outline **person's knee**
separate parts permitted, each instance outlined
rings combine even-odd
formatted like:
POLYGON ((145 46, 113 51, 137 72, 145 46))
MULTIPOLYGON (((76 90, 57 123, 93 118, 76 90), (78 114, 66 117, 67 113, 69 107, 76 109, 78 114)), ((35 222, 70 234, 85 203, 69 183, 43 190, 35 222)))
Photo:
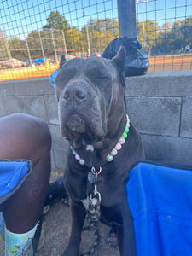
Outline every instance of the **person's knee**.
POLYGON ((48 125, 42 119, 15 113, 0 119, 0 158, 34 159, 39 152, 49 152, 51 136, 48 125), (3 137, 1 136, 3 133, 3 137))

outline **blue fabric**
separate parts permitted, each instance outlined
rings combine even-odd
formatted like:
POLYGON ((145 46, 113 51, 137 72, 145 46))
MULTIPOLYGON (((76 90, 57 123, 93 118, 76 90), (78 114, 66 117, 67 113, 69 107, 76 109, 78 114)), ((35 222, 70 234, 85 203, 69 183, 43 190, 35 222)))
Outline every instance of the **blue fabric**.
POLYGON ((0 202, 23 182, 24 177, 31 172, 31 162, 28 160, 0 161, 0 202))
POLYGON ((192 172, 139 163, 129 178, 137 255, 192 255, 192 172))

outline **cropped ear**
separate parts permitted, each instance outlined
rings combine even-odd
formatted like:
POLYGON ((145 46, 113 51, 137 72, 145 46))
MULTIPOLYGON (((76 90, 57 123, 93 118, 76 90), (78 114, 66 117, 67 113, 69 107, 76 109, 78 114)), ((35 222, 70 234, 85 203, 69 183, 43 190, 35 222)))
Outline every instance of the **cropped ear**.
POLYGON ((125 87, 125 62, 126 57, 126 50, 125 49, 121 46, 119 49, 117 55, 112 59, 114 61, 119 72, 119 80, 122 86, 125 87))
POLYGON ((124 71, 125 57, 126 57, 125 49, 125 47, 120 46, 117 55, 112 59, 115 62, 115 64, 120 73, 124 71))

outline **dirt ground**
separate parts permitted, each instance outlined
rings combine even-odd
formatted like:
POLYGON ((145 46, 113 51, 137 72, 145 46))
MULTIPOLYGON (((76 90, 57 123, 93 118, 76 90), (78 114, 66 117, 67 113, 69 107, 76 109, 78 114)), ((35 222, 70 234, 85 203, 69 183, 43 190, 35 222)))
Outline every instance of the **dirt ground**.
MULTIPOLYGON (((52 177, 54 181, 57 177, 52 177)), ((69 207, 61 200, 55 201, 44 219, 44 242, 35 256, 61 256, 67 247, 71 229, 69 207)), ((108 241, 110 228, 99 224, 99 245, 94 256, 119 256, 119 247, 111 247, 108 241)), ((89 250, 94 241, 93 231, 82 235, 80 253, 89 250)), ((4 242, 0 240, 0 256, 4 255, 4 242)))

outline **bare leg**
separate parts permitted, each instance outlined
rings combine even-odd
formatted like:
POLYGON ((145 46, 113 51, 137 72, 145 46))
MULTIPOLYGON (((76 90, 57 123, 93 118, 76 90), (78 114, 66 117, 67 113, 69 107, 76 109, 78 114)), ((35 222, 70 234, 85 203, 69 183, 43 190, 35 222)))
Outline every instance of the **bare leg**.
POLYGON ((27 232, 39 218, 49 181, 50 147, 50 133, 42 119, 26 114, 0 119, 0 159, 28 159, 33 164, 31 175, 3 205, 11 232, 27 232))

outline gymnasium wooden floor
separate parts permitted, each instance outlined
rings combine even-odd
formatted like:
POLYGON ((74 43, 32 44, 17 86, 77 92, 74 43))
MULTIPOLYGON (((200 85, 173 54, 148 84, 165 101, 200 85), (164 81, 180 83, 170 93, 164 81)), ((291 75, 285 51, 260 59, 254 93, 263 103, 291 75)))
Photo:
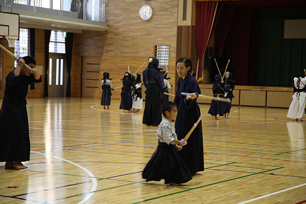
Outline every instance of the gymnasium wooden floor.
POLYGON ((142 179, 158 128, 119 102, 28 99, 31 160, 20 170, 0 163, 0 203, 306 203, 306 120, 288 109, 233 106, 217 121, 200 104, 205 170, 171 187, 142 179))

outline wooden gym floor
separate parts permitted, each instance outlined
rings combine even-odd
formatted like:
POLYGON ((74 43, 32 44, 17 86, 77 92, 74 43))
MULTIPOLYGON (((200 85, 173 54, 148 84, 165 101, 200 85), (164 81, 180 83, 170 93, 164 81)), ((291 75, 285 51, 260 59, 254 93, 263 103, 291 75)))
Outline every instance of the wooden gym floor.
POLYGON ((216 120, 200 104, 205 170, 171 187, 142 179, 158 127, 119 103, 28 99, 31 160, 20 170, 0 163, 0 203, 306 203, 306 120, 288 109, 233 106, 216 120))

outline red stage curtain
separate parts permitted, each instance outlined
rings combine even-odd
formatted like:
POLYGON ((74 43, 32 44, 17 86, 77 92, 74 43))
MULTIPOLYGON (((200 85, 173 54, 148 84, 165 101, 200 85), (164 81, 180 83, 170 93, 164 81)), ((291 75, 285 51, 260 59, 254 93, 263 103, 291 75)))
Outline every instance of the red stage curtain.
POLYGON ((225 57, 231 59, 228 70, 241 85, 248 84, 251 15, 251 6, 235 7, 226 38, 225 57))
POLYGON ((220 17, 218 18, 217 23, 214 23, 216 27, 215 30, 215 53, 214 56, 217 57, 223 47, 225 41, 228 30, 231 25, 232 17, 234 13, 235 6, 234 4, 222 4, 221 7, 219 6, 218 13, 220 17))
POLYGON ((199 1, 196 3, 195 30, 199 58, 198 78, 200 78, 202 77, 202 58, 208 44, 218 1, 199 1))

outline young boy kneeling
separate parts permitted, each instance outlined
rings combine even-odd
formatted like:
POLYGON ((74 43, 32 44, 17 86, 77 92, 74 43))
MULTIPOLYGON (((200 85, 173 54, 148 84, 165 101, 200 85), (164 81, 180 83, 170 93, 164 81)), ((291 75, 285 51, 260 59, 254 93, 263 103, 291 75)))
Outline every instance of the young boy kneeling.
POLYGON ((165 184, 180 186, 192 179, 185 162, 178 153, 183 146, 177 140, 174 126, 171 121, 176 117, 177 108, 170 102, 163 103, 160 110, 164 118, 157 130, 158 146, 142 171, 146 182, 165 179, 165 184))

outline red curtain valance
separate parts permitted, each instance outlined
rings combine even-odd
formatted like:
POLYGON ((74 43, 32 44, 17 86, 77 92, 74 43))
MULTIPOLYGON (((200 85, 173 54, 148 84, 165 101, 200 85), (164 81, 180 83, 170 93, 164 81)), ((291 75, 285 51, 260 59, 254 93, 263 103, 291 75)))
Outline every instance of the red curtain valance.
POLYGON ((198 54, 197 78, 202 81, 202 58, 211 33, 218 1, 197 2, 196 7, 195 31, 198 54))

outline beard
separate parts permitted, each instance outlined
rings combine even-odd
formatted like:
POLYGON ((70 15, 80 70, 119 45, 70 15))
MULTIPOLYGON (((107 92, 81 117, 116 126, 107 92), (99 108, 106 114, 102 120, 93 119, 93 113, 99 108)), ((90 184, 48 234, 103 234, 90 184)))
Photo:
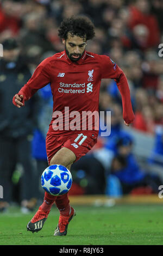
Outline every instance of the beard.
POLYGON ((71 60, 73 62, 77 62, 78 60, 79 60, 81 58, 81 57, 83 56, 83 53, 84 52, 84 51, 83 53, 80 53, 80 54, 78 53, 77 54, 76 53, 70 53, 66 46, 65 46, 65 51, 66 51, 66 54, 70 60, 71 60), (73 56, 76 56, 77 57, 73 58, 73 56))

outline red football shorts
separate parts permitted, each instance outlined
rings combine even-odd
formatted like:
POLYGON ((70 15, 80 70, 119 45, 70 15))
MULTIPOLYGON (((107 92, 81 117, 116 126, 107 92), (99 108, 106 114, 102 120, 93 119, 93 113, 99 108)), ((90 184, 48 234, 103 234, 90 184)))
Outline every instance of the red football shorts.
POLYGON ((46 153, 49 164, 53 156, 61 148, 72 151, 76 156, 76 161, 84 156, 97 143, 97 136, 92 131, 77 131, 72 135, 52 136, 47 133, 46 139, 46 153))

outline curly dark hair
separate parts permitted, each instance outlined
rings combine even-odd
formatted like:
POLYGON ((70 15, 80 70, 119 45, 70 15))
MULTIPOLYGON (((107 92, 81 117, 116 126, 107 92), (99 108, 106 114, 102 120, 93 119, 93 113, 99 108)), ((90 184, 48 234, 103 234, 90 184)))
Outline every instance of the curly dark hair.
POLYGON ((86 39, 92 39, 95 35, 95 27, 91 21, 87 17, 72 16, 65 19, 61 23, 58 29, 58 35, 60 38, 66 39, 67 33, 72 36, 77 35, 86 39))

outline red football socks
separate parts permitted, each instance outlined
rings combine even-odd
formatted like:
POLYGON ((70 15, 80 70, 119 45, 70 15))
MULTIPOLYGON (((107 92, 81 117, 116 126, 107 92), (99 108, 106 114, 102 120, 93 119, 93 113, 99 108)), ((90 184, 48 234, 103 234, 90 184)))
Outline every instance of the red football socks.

※ ※ ※

* _TASK STATEMENT_: Reproduce the entries beginning at the line containing "outline **blue fabric**" and ending after the line containing "POLYGON ((124 71, 125", with every "cropped ear" renamed to "partial ear" and nothing else altered.

* _SOLVED PROBLEM_:
outline **blue fabric**
separate parts permitted, each instance outlined
rings combine even-odd
formatted like:
POLYGON ((145 46, 113 51, 137 72, 145 46))
MULTIPOLYGON (((76 90, 57 123, 93 118, 76 90), (78 114, 66 117, 67 113, 69 107, 76 109, 78 114)), ((35 222, 70 234, 85 203, 69 183, 43 190, 35 222)))
Outline every instance of the **blue fabric**.
POLYGON ((0 202, 23 182, 24 177, 31 172, 31 162, 28 160, 0 161, 0 202))
POLYGON ((192 172, 139 163, 129 178, 137 255, 192 255, 192 172))

outline **partial ear**
separate parts permitted, each instance outlined
rings combine even-odd
formatted like:
POLYGON ((145 46, 113 51, 137 72, 145 46))
MULTIPOLYGON (((76 90, 57 123, 93 118, 76 90), (78 114, 66 117, 67 113, 69 107, 76 109, 78 114)), ((35 222, 70 234, 85 203, 69 183, 43 190, 35 222)))
Outline every instance of the **partial ear**.
POLYGON ((125 87, 125 62, 126 57, 126 50, 125 49, 121 46, 119 49, 117 55, 112 59, 114 61, 119 72, 119 80, 122 86, 125 87))
POLYGON ((124 71, 125 57, 126 57, 125 49, 125 47, 120 46, 117 55, 112 59, 115 62, 115 64, 120 73, 124 71))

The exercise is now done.